Tasks:
1. In the MCMC notes, what are the probabilities \(P_{i,j}\) of a homogeneous Markov chain called?
2. Starting with the line containing "Q: Provide one point on every instance of the screwdriver black" and going on through the last line of the records, give those lines as a Markdown table with a Row column for the row number and a Line column for the line, leaving out blank lines.

Text block:
==*==
Chapter 5 MCMC techniques
5.1 Markov chains
A discrete time Markov chain \(\{X_k\}_k\) is a sequence of rvs such that the distribution of \(X_k\) depens only on \(X_{k-1}\) and not on the previous rvs.
The Markov chain is homogeneous if the conditional distribution does not depend on time point. In such a case, the probabilities \(P_{i,j}=P(X_k=j|X_{k-1}=i)\) are called transition probabilities.
A pmf \(\pi\) is stationary distribution of the Markov chain if for every state \(\pi(j)=\sum P_{i,j}\pi(i)\).
Ergodic Markov chains have a unique stationary distribution and it will be reached as a limit distribution from any initial distribution.
MCMC methods consist in generating ergodic Markov chains whose limit distribution is a goal distribution. They do NOT produce sequences of independent observations!
5.2 Metropolis-Hastings
Our goal is to simulate from dmf \(f\) and we use an instrumental conditional dmf \(g(\cdot|\cdot)\) from which it is simple to simulate. The support of \(g\) must contain that of \(f\).
- Set \(X_0\) such that \(f(X_0)>0\) and \(k=0\).
- Set \(k=k+1\). Generate \(Y_k\sim g(\cdot|X_{k-1})\) and \(U\) random number in \((0,1)\) independent.
- If \(U\leq\alpha(X_{k-1},Y_k)\), set \(X_k=Y_k\), otherwise \(X_k=X_{k-1}\).
- If \(k<n\) go to Step \(2.\), otherwise return \(X_0,\ldots,X_n\).
\[\alpha(x,y)=\min\left\{\frac{f(y)g(x|y)}{f(x)g(y|x)},1\right\}\]
Example (Poisson)
In order to simulate a Poisson rv, we take as instrumental probability mass function (given \(x\neq 0\)), the one that assesses probability \(1/2\) to \(x-1\) and probability \(1/2\) to \(x+1\). If \(x=0\), then the probability of \(0\) is \(1/2\) and the probability of \(1\) is \(1/2\)
rinst <- function(x) {
if(x==0) return(sample(1,x=c(0,1)))
else return(sample(1,x=c(x-1,x+1)))
}
poisson.metro=function(lamb,ini,n){
x <- c(ini)
y <- rinst(ini)
for(k in 2:n) {
u <- runif(1)
alpha<-lamb^y/factorial(y)/(lamb^x[k-1]/factorial(x[k-1]))
if(u<=alpha) x <- c(x,y)
else x <- c(x,x[k-1])
y <- rinst(x[k])
}
return(x)
==*==
Source material:
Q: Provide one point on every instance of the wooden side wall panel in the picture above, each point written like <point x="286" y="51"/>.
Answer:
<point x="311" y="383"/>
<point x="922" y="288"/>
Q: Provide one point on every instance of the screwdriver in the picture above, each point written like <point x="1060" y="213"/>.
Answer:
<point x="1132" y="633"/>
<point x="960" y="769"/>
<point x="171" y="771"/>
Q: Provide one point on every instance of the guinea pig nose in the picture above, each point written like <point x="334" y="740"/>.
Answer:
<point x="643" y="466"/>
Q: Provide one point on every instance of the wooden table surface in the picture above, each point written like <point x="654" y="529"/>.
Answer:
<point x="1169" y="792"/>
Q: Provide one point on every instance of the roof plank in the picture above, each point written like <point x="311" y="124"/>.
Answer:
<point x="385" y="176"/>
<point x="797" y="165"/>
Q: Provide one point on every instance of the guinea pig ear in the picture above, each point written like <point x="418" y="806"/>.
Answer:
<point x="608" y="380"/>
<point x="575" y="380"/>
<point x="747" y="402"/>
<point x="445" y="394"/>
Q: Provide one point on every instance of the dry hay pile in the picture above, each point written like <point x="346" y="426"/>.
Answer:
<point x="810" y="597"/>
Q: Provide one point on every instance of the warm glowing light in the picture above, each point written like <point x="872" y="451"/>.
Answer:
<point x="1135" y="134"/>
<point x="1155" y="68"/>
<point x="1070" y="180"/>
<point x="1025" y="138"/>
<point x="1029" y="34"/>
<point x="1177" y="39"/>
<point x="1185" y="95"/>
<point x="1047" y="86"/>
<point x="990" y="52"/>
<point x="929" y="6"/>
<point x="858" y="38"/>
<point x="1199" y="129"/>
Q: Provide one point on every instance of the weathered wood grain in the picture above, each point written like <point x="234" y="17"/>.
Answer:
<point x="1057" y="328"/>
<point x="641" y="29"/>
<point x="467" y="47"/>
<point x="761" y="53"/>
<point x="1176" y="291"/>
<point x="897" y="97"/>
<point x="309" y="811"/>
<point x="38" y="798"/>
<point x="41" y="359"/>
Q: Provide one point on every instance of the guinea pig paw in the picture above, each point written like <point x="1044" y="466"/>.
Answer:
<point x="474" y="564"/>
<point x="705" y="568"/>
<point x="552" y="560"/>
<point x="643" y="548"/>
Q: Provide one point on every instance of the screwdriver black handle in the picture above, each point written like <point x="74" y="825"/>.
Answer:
==*==
Responses for each task:
1. They are called transition probabilities.

2.
| Row | Line |
|---|---|
| 1 | Q: Provide one point on every instance of the screwdriver black handle in the picture above, each point written like <point x="74" y="825"/>. |
| 2 | Answer: |